◆ **Conjunto de tareas**
[a] Transcribe sin cambios el pasaje del texto sobre Francisco Toledo que va de "La muerte de" a "gobernador Ulises Ruiz.".
[b] En el texto sobre Francisco Toledo, ¿a qué gobernador se buscaba presionar con la protesta de 2005?

◆ **Fragmento del documento**
Francisco Toledo: el activismo como arte

POR EDGAR ALEJANDRO HERNÁNDEZ

La muerte de Francisco Toledo me lleva a un recuerdo de 2005, cuando el artista encabezaba en Oaxaca una protesta contra la venta de terrenos del Parque Nacional Huatulco y el Ex Convento de Santa Catarina de Sena, que albergaba al hotel Camino Real. Ahora que veo las fotos de aquel día, recuerdo lo consciente que era Toledo al momento de usar su presencia y su propia imagen como artillería para lograr el mayor impacto posible en los medios y presionar al entonces gobernador Ulises Ruiz.

 

Con una agilidad envidiable, el artista logró treparse a una barda y coronar un espectacular que había instalado el Patronato Pro Defensa del Patrimonio Cultural y Natural del Estado de Oaxaca (Pro-Oax), con la finalidad de que todos los periodistas convocados lo retrataran junto a la manta que exigía la restitución, como patrimonio nacional, del parque y el ex convento.

◆ **Datos de origen**

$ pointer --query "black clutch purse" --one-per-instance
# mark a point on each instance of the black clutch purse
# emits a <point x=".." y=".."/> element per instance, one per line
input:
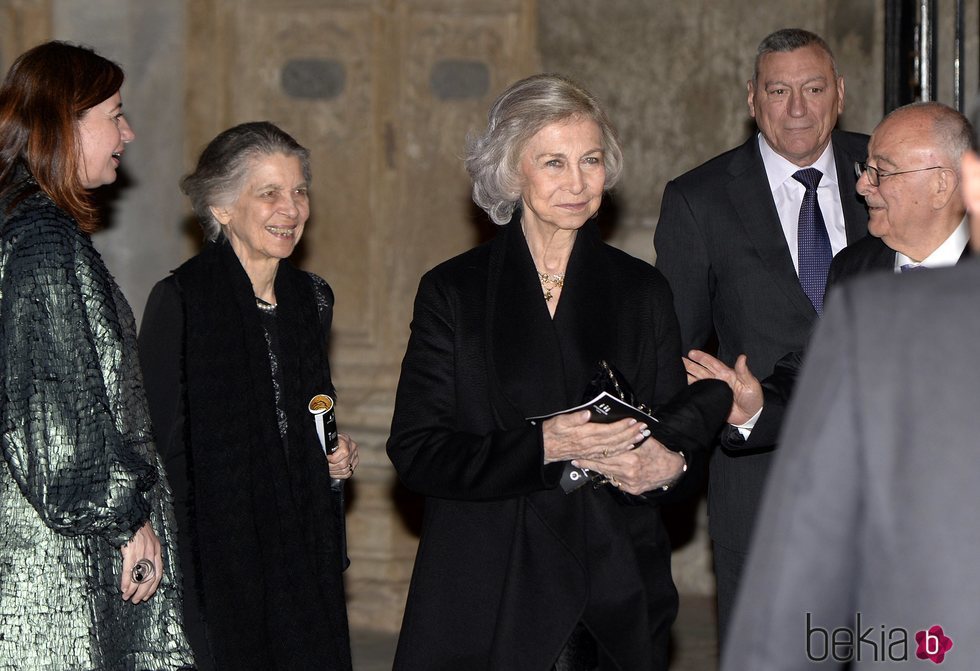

◆ **Lista de soluciones**
[a]
La muerte de Francisco Toledo me lleva a un recuerdo de 2005, cuando el artista encabezaba en Oaxaca una protesta contra la venta de terrenos del Parque Nacional Huatulco y el Ex Convento de Santa Catarina de Sena, que albergaba al hotel Camino Real. Ahora que veo las fotos de aquel día, recuerdo lo consciente que era Toledo al momento de usar su presencia y su propia imagen como artillería para lograr el mayor impacto posible en los medios y presionar al entonces gobernador Ulises Ruiz.

[b] Ulises Ruiz.